::: Information shown

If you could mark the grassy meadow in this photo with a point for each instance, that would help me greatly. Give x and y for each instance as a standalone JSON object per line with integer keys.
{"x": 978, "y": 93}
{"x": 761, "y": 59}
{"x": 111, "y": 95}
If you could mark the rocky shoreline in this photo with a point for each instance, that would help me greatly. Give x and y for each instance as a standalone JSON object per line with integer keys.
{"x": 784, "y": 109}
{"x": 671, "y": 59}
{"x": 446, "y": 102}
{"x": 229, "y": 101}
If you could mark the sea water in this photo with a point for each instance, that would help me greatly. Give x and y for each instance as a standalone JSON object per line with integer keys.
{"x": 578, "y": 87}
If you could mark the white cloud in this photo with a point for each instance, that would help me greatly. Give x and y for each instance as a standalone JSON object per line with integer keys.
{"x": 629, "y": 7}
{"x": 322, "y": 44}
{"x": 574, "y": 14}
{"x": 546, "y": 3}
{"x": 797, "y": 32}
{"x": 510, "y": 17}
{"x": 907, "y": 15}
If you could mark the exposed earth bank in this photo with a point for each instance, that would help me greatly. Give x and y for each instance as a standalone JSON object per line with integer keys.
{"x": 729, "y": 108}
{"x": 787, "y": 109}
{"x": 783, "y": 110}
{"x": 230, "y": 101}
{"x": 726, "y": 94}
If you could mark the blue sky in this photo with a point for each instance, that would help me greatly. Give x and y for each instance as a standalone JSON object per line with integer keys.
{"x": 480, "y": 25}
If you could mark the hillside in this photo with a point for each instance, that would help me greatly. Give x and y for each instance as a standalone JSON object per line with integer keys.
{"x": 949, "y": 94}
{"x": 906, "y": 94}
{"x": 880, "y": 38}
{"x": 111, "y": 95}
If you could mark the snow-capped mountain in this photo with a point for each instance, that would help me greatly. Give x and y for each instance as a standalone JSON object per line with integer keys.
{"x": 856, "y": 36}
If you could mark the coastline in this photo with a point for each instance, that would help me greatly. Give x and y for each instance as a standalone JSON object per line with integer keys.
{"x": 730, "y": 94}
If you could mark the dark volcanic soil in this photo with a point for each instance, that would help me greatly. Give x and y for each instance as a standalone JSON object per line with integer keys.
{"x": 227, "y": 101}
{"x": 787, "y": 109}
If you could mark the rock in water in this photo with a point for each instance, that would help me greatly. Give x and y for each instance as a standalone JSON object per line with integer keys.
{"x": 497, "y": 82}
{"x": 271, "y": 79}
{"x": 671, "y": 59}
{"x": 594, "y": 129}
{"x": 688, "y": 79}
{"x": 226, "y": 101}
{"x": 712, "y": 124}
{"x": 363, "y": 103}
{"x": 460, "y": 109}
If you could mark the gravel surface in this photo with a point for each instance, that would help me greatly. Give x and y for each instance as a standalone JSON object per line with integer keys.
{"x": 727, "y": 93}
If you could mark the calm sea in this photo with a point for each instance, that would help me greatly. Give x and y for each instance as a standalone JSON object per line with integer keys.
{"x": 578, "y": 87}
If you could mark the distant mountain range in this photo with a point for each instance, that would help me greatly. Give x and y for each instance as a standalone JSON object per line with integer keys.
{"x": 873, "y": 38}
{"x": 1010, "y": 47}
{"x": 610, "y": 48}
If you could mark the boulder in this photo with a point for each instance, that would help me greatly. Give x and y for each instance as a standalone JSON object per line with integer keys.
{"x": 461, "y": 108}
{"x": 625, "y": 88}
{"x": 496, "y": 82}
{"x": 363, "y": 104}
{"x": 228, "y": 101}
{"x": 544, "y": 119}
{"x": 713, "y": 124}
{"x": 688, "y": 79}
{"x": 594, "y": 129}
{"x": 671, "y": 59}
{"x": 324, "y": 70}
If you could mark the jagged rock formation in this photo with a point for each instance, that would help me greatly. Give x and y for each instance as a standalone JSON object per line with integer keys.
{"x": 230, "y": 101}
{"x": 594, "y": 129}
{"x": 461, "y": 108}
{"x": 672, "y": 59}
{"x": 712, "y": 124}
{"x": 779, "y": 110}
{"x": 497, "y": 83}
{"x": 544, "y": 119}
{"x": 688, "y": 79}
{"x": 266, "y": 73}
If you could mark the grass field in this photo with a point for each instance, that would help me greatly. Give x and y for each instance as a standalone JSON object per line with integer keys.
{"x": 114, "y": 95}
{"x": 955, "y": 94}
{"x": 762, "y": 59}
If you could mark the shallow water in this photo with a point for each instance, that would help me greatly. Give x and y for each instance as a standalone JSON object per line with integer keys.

::::::

Extract the lines above from the one containing "If you could mark the jagged" to the last line, both included, exactly as written.

◆ **Solved problem**
If you could mark the jagged rock formation in this photo with a point for each instance, that would help me greatly. Give x and y for each instance as a standalone JSON object per line with integer keys.
{"x": 230, "y": 101}
{"x": 594, "y": 129}
{"x": 461, "y": 108}
{"x": 672, "y": 59}
{"x": 712, "y": 124}
{"x": 779, "y": 110}
{"x": 497, "y": 83}
{"x": 544, "y": 119}
{"x": 688, "y": 79}
{"x": 266, "y": 73}
If you could mark the grass field in this photo with a point for each instance, that would help me greatly. Give x and y for each instance as a standalone JSON object per line with integer keys.
{"x": 114, "y": 95}
{"x": 955, "y": 94}
{"x": 762, "y": 59}
If you could mark the shallow water in this photo with a point for each instance, that would help me greatly. Give x and y for each instance as a standalone JSON object per line with integer keys.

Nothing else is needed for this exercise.